__Job A__.
Copy these lines of the listing below verbatim, beginning at the line that contains "Identify the glossy" and continuing through the final line of the listing.

━━ Document ━━

We are living through troublesome times, where it seems that everything is being shaken. Whether it be the economy, job security, our health, political stability, the health of planet earth; there is a sense that life has become increasingly uncertain. Fear is everywhere, and hope is in short supply for many. Fear is contagious, it can be paralysing and destructive.
Over recent days I have been sensing that I should give my testimony of when and how I became a Christian.
Through my twenties and early thirties I was working as a young engineer. Through those years life seemed good to me; challenging, satisfying, fulfilling. Through those early years I had no fixed abode to call ‘home’; I lived in lodgings when at the primary place of my work, and a lot of time I was travelling for my work. Most of my work was within the UK, but I also worked in Scandinavia. I spent a lot of time living in hotels, motels, and guest houses.
A life without a fixed home meant that I spent a lot of time in pubs and bars, seeking companionship.
Although life was busy and challenging, there would be occasional times when I was compelled to consider where I was heading. I remember standing on the quay at Christchurch in Dorset one summers evening. It was night, the sky was clear and cloudless, the stars were awe inspiring. The shear glory of the heavens could not be ignored. I remember thinking, This cannot possibly be an accident, is there a God who made all this? The moment passed, and I got on with life.
Sometime later, I was walking though Hayes Town, when an old lady standing on the corner of Coldharbour Lane and Mount Road held out her hand to give me a piece of paper, not realising the paper was a Christian tract. I placed the tract into my jacket pocket and forgot about it. Some days later I found the tract in my jacket. The Scripture verses inside that tract left me thinking, wondering, but not sufficiently bothered to do anything about it. At the time, I didn’t know why, but I kept that track for some considerable time.
Among other places, my work took me to H.M Dockyard, Chatham, Kent, where I spent a lot of time over several years. About one week in four I was working at Chatham. Being a regular visitor means that local acquaintances, even friendships develop. One of those friendships was a Christian man; he invited me to dinner at his home where his wife prepared the meal. During our conversations I was given another tract. This time it took the form of a cartoon strip story; it was a Chic Tract, see here
https://www.chick.com/products/tract?stk=1014&ue=dI kept that tract, but did no more than read it occasionally when alone. Every time I read the tract it caused me to fear that I was separate from the God of the Bible, but I did nothing about it. After about four months my Christian friend at Chatham invited me to a musical evening at the local Chatham Community Centre. The evening was Wednesday the 10th May 1972. I arrived at the centre at the appointed time, where my friend had brought his wife and other friends along. The evening was a presentation of Christian music. Towards the end of the presentation there was a Bible reading with a short explanation of the Bible reading. During the reading I increasingly felt uncomfortable, fearful, challenged: at the end of his speech the speaker asked if there was anybody who wanted to know more of Jesus Christ and His Salvation. My hand shot up, one lonely hand in a crowded hall. That Wednesday evening I came to know Jesus Christ as my personal Saviour. My new friends and I left the centre with great joy – I returned to my hotel and spent a lot of the night in prayer to my newly found God and Saviour Jesus Christ.

━━━
━━ Material to process ━━

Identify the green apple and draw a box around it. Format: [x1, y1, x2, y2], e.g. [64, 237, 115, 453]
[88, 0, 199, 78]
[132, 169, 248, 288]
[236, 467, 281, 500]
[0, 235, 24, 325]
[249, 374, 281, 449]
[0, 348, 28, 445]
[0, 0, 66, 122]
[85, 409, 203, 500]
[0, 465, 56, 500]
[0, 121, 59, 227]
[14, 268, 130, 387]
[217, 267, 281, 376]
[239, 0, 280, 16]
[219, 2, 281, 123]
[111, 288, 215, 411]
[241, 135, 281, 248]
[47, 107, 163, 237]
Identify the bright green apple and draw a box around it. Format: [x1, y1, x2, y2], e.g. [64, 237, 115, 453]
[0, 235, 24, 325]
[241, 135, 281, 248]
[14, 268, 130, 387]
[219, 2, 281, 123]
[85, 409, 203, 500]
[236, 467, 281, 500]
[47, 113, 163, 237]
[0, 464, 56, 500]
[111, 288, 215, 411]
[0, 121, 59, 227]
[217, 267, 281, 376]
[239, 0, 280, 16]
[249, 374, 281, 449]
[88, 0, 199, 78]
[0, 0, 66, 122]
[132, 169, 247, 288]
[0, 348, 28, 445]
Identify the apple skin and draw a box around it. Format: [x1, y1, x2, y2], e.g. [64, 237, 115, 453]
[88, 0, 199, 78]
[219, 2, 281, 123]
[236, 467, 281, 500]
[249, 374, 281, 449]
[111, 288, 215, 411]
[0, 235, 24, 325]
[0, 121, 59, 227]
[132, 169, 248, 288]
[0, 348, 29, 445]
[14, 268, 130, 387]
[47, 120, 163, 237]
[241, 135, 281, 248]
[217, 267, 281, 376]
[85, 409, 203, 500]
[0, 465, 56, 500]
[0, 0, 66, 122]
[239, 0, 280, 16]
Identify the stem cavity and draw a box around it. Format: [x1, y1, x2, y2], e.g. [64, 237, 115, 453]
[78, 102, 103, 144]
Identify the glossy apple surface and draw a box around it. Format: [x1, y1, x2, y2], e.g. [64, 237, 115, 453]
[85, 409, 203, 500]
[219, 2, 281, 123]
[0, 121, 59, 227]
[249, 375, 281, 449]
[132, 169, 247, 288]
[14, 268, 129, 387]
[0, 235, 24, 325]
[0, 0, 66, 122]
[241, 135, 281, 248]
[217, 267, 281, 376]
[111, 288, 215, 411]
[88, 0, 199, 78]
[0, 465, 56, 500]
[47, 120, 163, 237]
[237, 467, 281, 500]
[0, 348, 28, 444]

━━━

__Job B__.
State whether each statement agrees with the testimony above, answering yes or no and quoting the deciding words of the testimony: (i) The musical evening at the Chatham Community Centre took place on Wednesday the 10th May 1972. (ii) All of the writer's work as a young engineer took place within the UK. (iii) The writer worked at Chatham about one week in four.

__Task answer A__.
Identify the glossy apple surface and draw a box around it. Format: [x1, y1, x2, y2], e.g. [64, 237, 115, 453]
[85, 409, 203, 500]
[219, 2, 281, 123]
[0, 121, 59, 227]
[249, 375, 281, 449]
[132, 169, 247, 288]
[14, 268, 129, 387]
[0, 235, 24, 325]
[0, 0, 66, 122]
[241, 135, 281, 248]
[217, 267, 281, 376]
[111, 288, 215, 411]
[88, 0, 199, 78]
[0, 465, 56, 500]
[47, 120, 163, 237]
[237, 467, 281, 500]
[0, 348, 28, 444]

__Task answer B__.
(i) Yes: "The evening was Wednesday the 10th May 1972."
(ii) No: "Most of my work was within the UK, but I also worked in Scandinavia."
(iii) Yes: "About one week in four I was working at Chatham."